DD: That’s easily one of the best signing stories I’ve heard from a player. How was that coaching gig though, can you tell me more about that?

BM: So I got done with the 2019 season with River City and we had just won the Frontier League Championship. I had a good season so I figured I could just ride off into the sunset, be done and get into coaching. I had taken a volunteer assistant coaching job at St. Louis University where I played and after a few months there I got hired on at Jefferson College (a junior college) which is 45 minutes south of St. Louis, to be the head assistant there. I was only there for about a week before I got the call from Andrea to sign with the Angels. It was like “one foot in one foot out” cause when I took the job I knew that contract possibility was on the table but I hadn’t heard anything so I focused on continuing to progress in my career. It was funny cause I would be throwing batting practice to all the guys and after I’d stick around and take a few rounds myself just to keep the rust off in case anyone does call me. It was wild because I really never expected it. My first few years of indyball that’s all I could think about, getting signed. Just hoping somebody calls me. As soon as I stopped thinking about that and stopped making that my main focus is when it happened.

DD: It seems like it’s all about just focusing on yourself and everything comes together when you really get in that mindset. Let’s go back to your 2019 indyball season with the River City Rascals. You mentioned you won a championship, was that your first with any teams you’ve played with?

BM: Yeah it was. When I was in college we had won our conference tournament which was a big deal for a mid-major team, that means you progress onto a regional cause there were no automatic bids for our conference (Atlantic 10 Conference). We won one of those which was one of the coolest moments ever, but in professional baseball when I won with River City that was my first championship. Back during my rookie year in 2016 we had made it to the Frontier League Championship, made it to Game 5 which was the last game of the series. I wasn’t a starter at the time but I got to see the playoffs and be around that feeling. We got so close, we lost a 2-1 game, it was a heartbreaker. It was a phenomenal game though. I got a little taste of it and realized that winning that championship is my goal. What else am I playing for? That’s the cool part about indyball, you’re not moving up and down or anything, you have your team and you have your leagues and that’s that. If you’re playing you might as well win the damn thing. In 2019 when we won it was crazy cause if you looked on paper we didn’t have the most talented team. We were above average during the season, it was actually funny cause I’m used to being on teams that have really long winning streaks or losing streaks. I wanna say that 2019 team never won more than four games in a row but we never lost more than 4 in a row either. It was the most even-keeled clubhouse I’ve ever been around. Everybody would show up the same way everyday no matter what. If they went 0-4 or 4-4 nobody cared, everybody kept each other in check. That championship was a clubhouse thing, I had played with more talented teams in my time with River City but this team had “it”.  Everybody had each others backs.

DD: How did you do in those playoff runs?

•••

> _To-do list_:
A. In the interview, which school hired BM to be its head assistant coach?
B. Name every school and baseball club mentioned in the interview.
C. Extend the baseball interview past its final line.
The entries placed after the interview have no role in this work.

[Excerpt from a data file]
•••

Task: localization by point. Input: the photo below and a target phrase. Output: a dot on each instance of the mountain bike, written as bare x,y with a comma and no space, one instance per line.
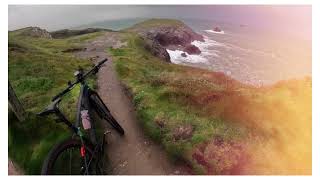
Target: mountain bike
82,153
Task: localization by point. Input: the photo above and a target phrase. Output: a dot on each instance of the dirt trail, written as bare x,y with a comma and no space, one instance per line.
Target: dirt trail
132,154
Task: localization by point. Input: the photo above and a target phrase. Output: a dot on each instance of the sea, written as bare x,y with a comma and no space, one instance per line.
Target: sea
255,55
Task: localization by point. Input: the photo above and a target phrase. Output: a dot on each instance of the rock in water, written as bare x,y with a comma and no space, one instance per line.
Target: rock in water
217,29
192,49
183,54
162,34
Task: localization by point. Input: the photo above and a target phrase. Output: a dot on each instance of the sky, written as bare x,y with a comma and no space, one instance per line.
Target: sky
54,17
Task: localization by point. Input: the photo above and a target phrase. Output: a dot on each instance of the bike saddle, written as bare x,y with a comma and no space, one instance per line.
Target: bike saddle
51,108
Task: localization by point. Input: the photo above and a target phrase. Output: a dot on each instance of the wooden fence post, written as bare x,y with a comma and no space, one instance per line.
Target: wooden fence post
15,104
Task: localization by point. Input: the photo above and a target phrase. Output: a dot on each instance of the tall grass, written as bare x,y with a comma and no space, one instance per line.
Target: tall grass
236,129
38,70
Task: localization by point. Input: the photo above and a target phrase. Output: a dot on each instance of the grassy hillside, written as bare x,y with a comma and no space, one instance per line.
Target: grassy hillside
38,70
214,123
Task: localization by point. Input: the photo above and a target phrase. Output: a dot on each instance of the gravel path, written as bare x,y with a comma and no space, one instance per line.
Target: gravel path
134,153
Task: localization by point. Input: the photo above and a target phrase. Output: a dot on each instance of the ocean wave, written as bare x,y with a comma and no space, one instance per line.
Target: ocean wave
211,31
176,57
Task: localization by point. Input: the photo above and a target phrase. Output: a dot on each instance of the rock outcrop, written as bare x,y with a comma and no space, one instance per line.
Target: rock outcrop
162,34
192,49
35,32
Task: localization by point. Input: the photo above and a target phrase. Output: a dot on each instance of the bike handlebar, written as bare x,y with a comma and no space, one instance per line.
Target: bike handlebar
71,85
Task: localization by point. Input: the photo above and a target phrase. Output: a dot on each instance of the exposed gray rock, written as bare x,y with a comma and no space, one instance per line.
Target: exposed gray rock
162,36
156,49
35,32
192,49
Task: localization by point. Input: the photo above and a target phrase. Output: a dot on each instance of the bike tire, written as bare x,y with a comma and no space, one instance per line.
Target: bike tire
58,149
104,113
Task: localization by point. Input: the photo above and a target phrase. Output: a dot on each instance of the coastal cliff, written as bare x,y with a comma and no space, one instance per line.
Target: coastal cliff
162,34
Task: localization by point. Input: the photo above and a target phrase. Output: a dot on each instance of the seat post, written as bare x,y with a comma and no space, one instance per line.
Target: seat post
63,118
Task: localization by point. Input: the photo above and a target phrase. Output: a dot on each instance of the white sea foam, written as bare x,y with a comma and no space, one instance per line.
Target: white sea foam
211,31
205,47
176,57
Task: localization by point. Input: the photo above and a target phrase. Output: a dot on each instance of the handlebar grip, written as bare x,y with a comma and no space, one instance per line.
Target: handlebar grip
101,62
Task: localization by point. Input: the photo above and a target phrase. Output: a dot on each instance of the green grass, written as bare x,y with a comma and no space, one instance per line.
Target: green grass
156,96
235,126
38,70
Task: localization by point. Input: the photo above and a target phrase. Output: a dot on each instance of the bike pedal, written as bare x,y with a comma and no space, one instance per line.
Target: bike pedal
107,132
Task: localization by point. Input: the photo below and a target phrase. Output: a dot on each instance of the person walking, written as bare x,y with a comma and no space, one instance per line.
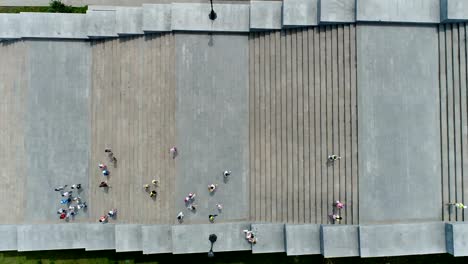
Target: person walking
103,184
212,218
61,188
173,152
180,217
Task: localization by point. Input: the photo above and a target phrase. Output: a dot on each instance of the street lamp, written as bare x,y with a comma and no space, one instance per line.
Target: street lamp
212,14
212,239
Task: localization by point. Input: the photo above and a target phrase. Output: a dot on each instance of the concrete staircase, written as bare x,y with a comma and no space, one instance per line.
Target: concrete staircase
305,239
115,21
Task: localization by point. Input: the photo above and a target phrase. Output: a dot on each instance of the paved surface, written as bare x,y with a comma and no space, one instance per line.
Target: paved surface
13,89
402,239
194,238
339,241
399,134
133,106
128,238
100,237
270,238
212,125
157,239
453,117
9,239
51,237
56,132
302,109
302,239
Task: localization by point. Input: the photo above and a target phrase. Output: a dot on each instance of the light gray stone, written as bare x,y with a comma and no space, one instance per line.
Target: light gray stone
128,237
339,241
100,237
51,237
129,20
194,17
399,126
302,239
194,238
300,13
337,11
270,238
8,235
400,11
10,27
101,24
53,25
157,239
454,10
212,105
402,239
265,14
457,238
157,17
57,125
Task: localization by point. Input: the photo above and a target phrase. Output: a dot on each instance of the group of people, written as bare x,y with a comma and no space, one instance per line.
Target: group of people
189,200
152,193
111,214
70,205
250,236
335,217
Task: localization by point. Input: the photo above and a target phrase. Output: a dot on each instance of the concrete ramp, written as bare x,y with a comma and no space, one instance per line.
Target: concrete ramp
8,235
302,240
194,238
270,238
128,238
339,241
457,238
100,237
157,239
402,239
51,237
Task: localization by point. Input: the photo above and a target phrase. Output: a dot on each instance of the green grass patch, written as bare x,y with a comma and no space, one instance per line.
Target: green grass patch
107,257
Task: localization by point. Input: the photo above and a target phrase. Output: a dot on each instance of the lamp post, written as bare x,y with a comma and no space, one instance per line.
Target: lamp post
212,239
212,14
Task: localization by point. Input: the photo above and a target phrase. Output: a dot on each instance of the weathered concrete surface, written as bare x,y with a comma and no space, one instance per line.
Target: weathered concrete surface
265,14
51,237
8,241
101,24
53,25
157,18
133,112
157,239
10,27
128,238
402,239
56,125
399,143
300,12
100,236
13,89
212,106
129,20
453,10
339,241
194,17
457,238
302,240
401,11
194,238
337,11
270,238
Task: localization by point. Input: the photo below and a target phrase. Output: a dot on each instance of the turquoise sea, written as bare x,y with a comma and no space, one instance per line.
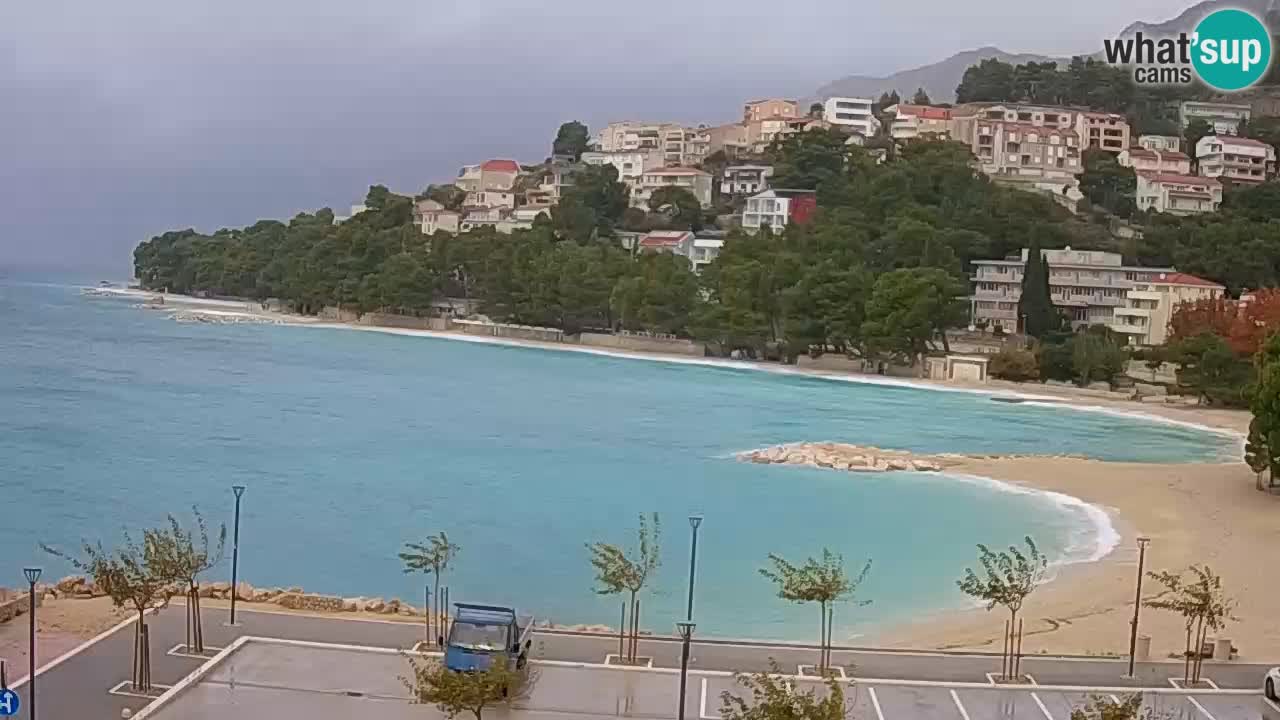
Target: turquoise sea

•••

> _Expected responses_:
A. Jefferson College, a junior college 45 minutes south of St. Louis.

B. River City Rascals, St. Louis University, Jefferson College, the Angels

C.
BM: The playoffs are only two rounds, just four teams make it. We played against Evansville, they were the best team in the league record wise (57-39 record in 2019), they had some really talented players and are coached really well. We swept them. After we swept them we were feeling hot, I was thinking “this is gonna be fun”. We ended up playing Florence in the championship who were actually our rivals. Of course we respected them and they respected us, but when it was game time all we wanted was to kick each others asses. As far as my performance goes I did okay, I hit third in the lineup and if I didn’t have my best game I had no doubt in my mind that our 7-8-9 hitters would step up and do something big. That’s how we won, Game 3 we were down 1 run in the 9th and our 8 hole hitter comes up and hits a HR to tie it up and then our 9 hole hitter hits a HR to walk it off. A guy who hadn’t come close to hitting a HR all year walks it off with a bomb. Guys were stepping up in different spots. Our left fielder was on a different team to start the season, he got released after a really bad start and we picked him up cause we had a guy get injured. He ends up winning playoff MVP. Dude goes off and tears it up. I give all the credit to those guys. It was a team effort all the way through.

DD: Now that you’re in the place you are now, looking back at where you’ve been, what is in your mind right now?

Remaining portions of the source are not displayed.